====== Source passage

NCERT solutions for Class 12 Physics Chapter 6 - Electromagnetic Induction

Q6.3 A long solenoid with $15$ turns per cm has a small loop of area $2.0c{m}^2$ placed inside the solenoid normal to its axis. If the current carried by the solenoid changes steadily from $2.0A$ to $4.0A$ in $0.1s$ , what is the induced emf in the loop while the current is changing?

Answer:

Given in a solenoid,

The number of turns per unit length :

$n=15turn/cm=1500turn/m$

loop area :

$A=2c{m}^2=2\ast {10}^{-4}m$

Current in the solenoid :

Initial current = $I_{initial}=2$

Finalcurrent = $I_{final}=4$

Change in current :

$\mathrm{\Delta }I$ $=4-2=2$

Change in time:

$\mathrm{\Delta }t=0.1s$

Now, the induced emf :

$e=\frac{d\varphi }{dt}=\frac{d(BA)}{dt}=\frac{d({\mu }_{0}nIA)}{dt}={\mu }_{0}nA\frac{dI}{dt}={\mu }_{0}nA\frac{\mathrm{\Delta }I}{\mathrm{\Delta }t}$

$e=4\pi \ast {10}^{-7}\ast 1500\ast 2\ast {10}^{-4}\ast \frac{2}{0.1}=7.54\ast {10}^{-6}V$

Hence induced emf in the loop is $7.54\ast {10}^{-6}V$ .

Q6.4 A rectangular wire loop of sides $8cm$ and $2cm$ with a small cut is moving out of a region of uniform magnetic field of magnitude $0.3T$ directed normal to the loop. What is the emf developed across the cut if the velocity of the loop is $1cm{s}^{-1}$ in a direction normal to the (a) longer side, (b) shorter side of the loop? For how long does the induced voltage last in each case?

Answer:

Given:

Length of rectangular loop :

$l=8cm=0.08m$

Width of the rectangular loop:

$b=2cm=0.02m$

Area of the rectangular loop:

$A=l\ast b=(0.08)(0.02)m^2=16\ast {10}^{-4}{m}^2$

Strength of the magnetic field

$B=0.3T$

The velocity of the loop :

$v=1cm/s=0.01m/s$

Now,

a) Induced emf in the long side wire of the rectangle:

$e=Blv=0.3\ast 0.08\ast 0.01=2.4\ast {10}^{-4}V$

This EMF will be induced till the loop gets out of the magnetic field, so the time for which the EMF will be induced:

$t=\frac{distnce}{velocity}=\frac{b}{v}=\frac{2\ast {10}^{-2}}{0.01}=2s$

Hence, a $2.4\ast {10}^{-4}V$ emf will be induced for 2 seconds.

b) Induced emf when we move along the width of the rectangle:

$e=Bbv=0.3\ast 0.02\ast 0.01=6\ast {10}^{-5}V$

time for which the emf will induce :

$t=\frac{distnce}{velocity}=\frac{l}{v}=\frac{8\ast {10}^{-2}}{0.01}=8s$

Hence, a $6\ast {10}^{-5}V$ emf will be induced for 8 seconds.

Q6.5 A $1.0m$ long metallic rod is rotated with an angular frequency of $400rad{s}^{-1}$ about an axis normal to the rod passing through its one end. The other end of the rod is in contact with a circular metallic ring. A constant and uniform magnetic field of 0.5 T parallel to the axis exists everywhere. Calculate the emf developed between the centre and the ring.

============
====== Recorded data

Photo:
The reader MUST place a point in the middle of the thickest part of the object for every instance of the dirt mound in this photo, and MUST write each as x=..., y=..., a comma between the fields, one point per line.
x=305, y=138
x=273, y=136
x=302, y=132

============

# Exercise set:
a) According to the electromagnetic induction solutions, what emf develops across the cut when the loop moves normal to its shorter side, and for how long does it last?
b) List every quantity given in the electromagnetic induction solutions for the rectangular wire loop question, with its value in SI units.
c) Pick up the electromagnetic induction solutions where they stop, and continue them.

# Answers given:
a) An emf of $6\ast {10}^{-5}V$ is induced for 8 seconds.

b)
- Length of the loop: 0.08 m
- Width of the loop: 0.02 m
- Area of the loop: $16\ast {10}^{-4}{m}^2$
- Magnetic field strength: 0.3 T
- Velocity of the loop: 0.01 m/s

c)
Answer:

Given

length of metallic rod :

$l=1m$

Angular frequency of rotation :

$\omega =400s^{-1}$

Magnetic field (which is uniform)

$B=0.5T$

Velocity: here velocity at each point of the rod is different. One end of the rod has zero velocity, and the other end has velocity $\omega l$.

Hence, we take the average velocity of the rod, so,

Average velocity $=\frac{0+\omega l}{2}=\frac{\omega l}{2}$

Now,

Induce emf

$e=Blv=Bl\frac{wl}{2}=\frac{B{l}^2\omega }{2}$

$e=\frac{0.5\ast 1^2\ast 400}{2}=100V$

Hence emf developed is 100V.

Q6.6 (a) A horizontal straight wire $10m$ long extending from east to west isfalling with a speed of $5.0m{s}^{-1}$, at right angles to the horizontal component of the earth’s magnetic field, $0.30\times {10}^{-4}wb{m}^{-2}$. What is the instantaneous value of the emf induced in the wire?

Answer:

Given

Length of the wire $l=10m$

Speed of the wire $v=5m/s$

The magnetic field of the earth $B=0.3\ast {10}^{-4}Wb{m}^{-2}$

Now,

The instantaneous value of induced emf :

$e=Blv=0.3\ast {10}^{-4}\ast 10\ast 5=1.5\ast {10}^{-3}V$

Hence instantaneous emf induced is $1.5\ast {10}^{-3}V$.

Q6.6 (b) A horizontal straight wire $10m$ long extending from east to west is falling with a speed of $5.0m{s}^{-1}$, at right angles to the horizontal component of the earth’s magnetic field, $0.30\times {10}^{-4}wb{m}^{-2}$. What is the direction of the emf?

Answer:

If we apply Fleming's right-hand rule, we see that the direction of the induced emf is from west to east.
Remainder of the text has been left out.